**Exercise directions**
Apart from any images, the entries are to be output exactly.

(Point-per-instance localization data)
----
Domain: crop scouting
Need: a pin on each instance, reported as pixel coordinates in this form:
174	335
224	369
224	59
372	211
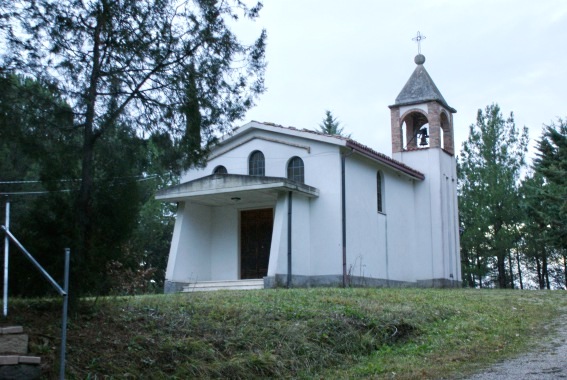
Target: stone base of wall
173	287
297	281
280	281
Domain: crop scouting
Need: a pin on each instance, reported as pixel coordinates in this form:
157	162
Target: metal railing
63	291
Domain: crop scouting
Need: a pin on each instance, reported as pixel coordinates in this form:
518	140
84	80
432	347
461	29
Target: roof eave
398	166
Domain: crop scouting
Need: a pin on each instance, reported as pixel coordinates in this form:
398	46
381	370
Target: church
279	206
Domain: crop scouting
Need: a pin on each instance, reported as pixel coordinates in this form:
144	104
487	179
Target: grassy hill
297	333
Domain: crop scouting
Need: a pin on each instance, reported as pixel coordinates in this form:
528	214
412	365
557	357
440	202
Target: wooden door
255	240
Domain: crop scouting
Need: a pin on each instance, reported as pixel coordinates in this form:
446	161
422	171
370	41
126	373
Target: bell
424	137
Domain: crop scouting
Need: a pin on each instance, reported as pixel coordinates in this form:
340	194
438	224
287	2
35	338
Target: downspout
343	206
289	240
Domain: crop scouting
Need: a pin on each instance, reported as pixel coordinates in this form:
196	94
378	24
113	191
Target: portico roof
230	189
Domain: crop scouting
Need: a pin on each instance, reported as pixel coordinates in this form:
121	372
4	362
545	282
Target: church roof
420	88
339	140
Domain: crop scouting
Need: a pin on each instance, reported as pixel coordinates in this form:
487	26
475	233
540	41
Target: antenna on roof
418	39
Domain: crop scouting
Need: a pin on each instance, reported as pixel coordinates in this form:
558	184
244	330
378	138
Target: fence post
64	318
6	257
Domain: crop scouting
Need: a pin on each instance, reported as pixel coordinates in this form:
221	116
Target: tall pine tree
489	171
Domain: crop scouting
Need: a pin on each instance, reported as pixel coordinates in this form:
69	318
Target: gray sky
354	57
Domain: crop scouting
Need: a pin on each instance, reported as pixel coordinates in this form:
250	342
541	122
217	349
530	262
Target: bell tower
423	138
421	118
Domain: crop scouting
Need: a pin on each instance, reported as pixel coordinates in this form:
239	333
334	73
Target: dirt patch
548	360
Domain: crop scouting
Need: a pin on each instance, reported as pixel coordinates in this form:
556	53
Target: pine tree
488	170
144	66
331	126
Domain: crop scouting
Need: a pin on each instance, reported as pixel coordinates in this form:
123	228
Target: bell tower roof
420	88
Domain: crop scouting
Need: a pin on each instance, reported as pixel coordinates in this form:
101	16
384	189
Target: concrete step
19	359
13	340
204	286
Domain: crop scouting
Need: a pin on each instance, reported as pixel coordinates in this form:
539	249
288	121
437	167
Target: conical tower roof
420	88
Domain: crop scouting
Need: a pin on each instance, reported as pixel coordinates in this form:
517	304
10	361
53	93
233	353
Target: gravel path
547	361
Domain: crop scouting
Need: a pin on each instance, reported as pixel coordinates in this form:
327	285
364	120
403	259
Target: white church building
293	207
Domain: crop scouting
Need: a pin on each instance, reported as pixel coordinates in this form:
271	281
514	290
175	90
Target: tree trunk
501	266
519	270
84	220
539	274
511	271
565	269
545	272
478	270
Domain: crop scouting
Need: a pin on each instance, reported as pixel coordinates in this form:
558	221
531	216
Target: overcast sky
354	57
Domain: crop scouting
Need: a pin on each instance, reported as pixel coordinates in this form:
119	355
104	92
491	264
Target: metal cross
418	39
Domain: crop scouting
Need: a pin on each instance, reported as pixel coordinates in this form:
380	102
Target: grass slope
297	333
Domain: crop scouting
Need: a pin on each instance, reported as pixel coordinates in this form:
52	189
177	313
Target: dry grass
299	333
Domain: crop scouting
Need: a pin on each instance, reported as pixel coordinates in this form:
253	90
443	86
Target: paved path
547	361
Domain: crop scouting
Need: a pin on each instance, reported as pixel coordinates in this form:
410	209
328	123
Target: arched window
257	164
220	170
380	192
296	170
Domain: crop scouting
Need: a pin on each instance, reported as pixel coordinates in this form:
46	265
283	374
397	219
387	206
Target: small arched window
380	192
296	170
220	170
257	164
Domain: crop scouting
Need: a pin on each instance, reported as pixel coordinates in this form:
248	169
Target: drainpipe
289	240
343	205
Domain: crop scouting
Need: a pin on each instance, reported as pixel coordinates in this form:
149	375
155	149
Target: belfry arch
415	127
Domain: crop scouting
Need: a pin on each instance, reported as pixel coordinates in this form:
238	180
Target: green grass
299	333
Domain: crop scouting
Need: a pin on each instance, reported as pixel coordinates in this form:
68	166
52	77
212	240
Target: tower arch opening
415	130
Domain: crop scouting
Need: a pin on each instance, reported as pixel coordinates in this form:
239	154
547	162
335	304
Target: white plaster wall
225	244
278	249
366	252
404	261
189	258
301	235
436	219
322	224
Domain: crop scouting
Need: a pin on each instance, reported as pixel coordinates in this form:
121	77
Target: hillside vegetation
297	333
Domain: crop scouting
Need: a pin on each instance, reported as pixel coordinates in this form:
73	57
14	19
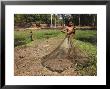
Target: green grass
87	41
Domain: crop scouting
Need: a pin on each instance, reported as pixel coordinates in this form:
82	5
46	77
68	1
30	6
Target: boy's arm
64	30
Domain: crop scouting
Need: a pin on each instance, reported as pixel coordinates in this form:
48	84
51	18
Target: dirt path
27	60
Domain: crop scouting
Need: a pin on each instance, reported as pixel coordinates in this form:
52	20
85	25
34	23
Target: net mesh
64	56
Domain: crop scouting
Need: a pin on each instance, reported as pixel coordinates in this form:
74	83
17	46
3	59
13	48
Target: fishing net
----
**Reply**
Domain: crop scouting
Need: a pin on each instance, reported as pixel coordinates in this form:
174	335
224	369
224	59
372	211
Target: stone base of wall
173	287
297	281
280	281
Domain: crop scouting
Need: a pin on each instance, reported as pixel coordinates in this form:
157	162
Target: metal railing
63	291
Domain: crop scouting
Need: a pin on each instance, reported as pixel coordinates in this form:
518	140
84	80
432	347
461	29
Target: roof eave
398	166
Domain: crop scouting
Need: a pin on each instance, reported as pixel coordinates in this form:
398	46
381	370
Target: church
279	206
Domain: crop scouting
Need: a pin on each instance, reported as pixel coordinates in this form:
144	104
487	179
Target: grassy hill
297	333
Domain: crop scouting
Need: a pin on each instance, reported as pixel coordinates in this form:
528	214
412	365
557	357
440	202
Target: wooden door
255	240
Domain: crop scouting
Need: a pin on each instance, reported as pixel coordinates in this form:
446	161
422	171
370	41
126	373
Target: bell
424	137
Domain: crop scouting
Need: a pin on each instance, reported as pixel coordinates in this form:
340	194
438	224
287	2
35	338
Target: downspout
343	206
289	240
Domain: crop scouting
Need: a pin on each instance, reported as pixel coordinates in this form:
196	94
378	24
113	191
Target: portico roof
230	189
Domain: crop scouting
Need: a pin on each instance, reported as pixel coordinates in this form:
121	372
4	362
545	282
Target: church roof
420	88
339	140
Domain: crop scouting
Need: a pin on each instance, reported as pixel coordinates in this form:
487	26
475	233
540	41
Target: antenna on roof
418	39
Domain: crop scouting
Need: a pin on each instance, reported as pixel coordinates in this form:
558	184
244	330
378	138
Target: fence post
64	318
6	257
Domain: crop scouting
Need: a pin on each instance, reported as pixel coordinates in this form:
221	116
Target: tall pine tree
489	171
Domain: crop scouting
Need: a pin on each instance, reported as pixel coordinates in this form:
69	318
Target: gray sky
354	57
Domain: crop scouting
Need: a pin on each instance, reported as pixel coordinates in this form:
250	342
541	122
217	349
530	262
Target: bell tower
423	138
421	118
Domain: crop scouting
Need: a pin on each instance, reported as pixel coordinates in this form:
239	333
334	73
Target: dirt patch
548	360
Domain: crop scouting
Need: a pin on each instance, reported as pixel coordinates in this form:
556	53
Target: pine tree
488	170
144	66
331	126
Domain: crop scouting
Need: a pin on each instance, reported as pixel coordinates in this form:
123	228
Target: bell tower roof
420	88
Domain: crop scouting
Need: a pin on each instance, reported as pixel coordinates in this form:
101	16
384	189
Target: concrete step
19	359
13	340
204	286
Domain: crop scouting
Need: a pin on each instance, reported as pixel coordinates in this form:
539	249
288	121
437	167
Target: conical tower roof
420	88
Domain: crop scouting
Need: a pin on each instance, reported as pixel coordinates in this form:
517	304
10	361
53	93
233	353
Target: gravel path
547	361
Domain: crop scouting
Need: a pin on each instance, reported as pixel coordinates in this form:
327	285
364	120
403	259
Target: white church building
293	207
Domain: crop scouting
Need: a pin on each instance, reported as pixel coordinates in this form:
271	281
514	290
175	90
Target: tree trunk
501	266
519	270
84	220
539	274
511	271
565	269
545	272
478	270
Domain: crop scouting
Need: a pin on each instance, reported as pixel coordinates in this form:
558	221
531	216
Target: overcast sky
354	57
Domain: crop scouting
Need: a pin on each instance, reported as pixel coordinates in this form:
119	355
104	92
491	264
Target: metal cross
418	39
Domain: crop scouting
Need: a pin on each instance, reported as pixel coordinates in this form:
380	102
Target: grass slope
297	333
Domain: crop scouting
Need: a pin on each instance, reported as pixel coordinates in this form:
52	189
177	313
Target: dry grass
299	333
Domain: crop scouting
Need: a pin on each instance, reported as pixel coordinates in this form:
253	90
443	86
Target: paved path
547	361
Domain: crop scouting
Need: a pin on each instance, reported as pixel coordinates in this form:
410	209
328	123
Target: arched window
257	164
220	170
380	192
296	170
Domain: crop scouting
Need: a pin on each instance, reported as pixel coordinates in this form:
46	265
283	374
397	219
387	206
Target: small arched window
380	192
296	170
220	170
257	164
Domain: crop scouting
Need: a pin on each instance, reported as pixel coordinates in this form:
248	169
Target: drainpipe
289	240
343	205
Domain: crop scouting
Need: a pin on each instance, reported as pixel coordinates in this form:
149	375
155	149
Target: belfry arch
415	127
Domain: crop scouting
Need: a pin on each instance, reported as pixel coordinates in this form:
238	180
Target: green grass
299	333
Domain: crop scouting
Need: a pin on each instance, reported as pixel coordinates in this form:
68	166
52	77
212	240
Target: tower arch opening
415	130
Domain: crop scouting
Need: a pin on each instance, reported as pixel coordinates in this form:
239	154
547	162
335	304
Target: white plaster wall
225	244
278	249
366	252
404	261
189	258
301	235
436	219
322	224
Domain: crop scouting
Need: a pin on each instance, reported as pixel coordinates in this form:
121	77
Target: hillside vegetation
297	333
Domain: crop scouting
Need: a pin on each instance, reported as pixel coordinates in this form:
73	57
14	19
Target: green grass
87	41
Domain: crop scouting
Need: a pin on each instance, reported as pixel coordinates in this form:
82	5
46	77
68	1
30	6
Target: boy's arm
64	30
Domain: crop scouting
Need: a pin on each instance, reported as pixel coordinates in this form:
48	84
51	18
Target: dirt path
27	60
Domain: crop scouting
Need: a pin on each instance, reported as pixel coordinates in this form:
52	20
85	25
34	23
Target: net mesh
64	56
Domain: crop scouting
Need: a pin on each instance, reported as pixel coordinates in this form:
74	83
17	46
3	59
13	48
Target: fishing net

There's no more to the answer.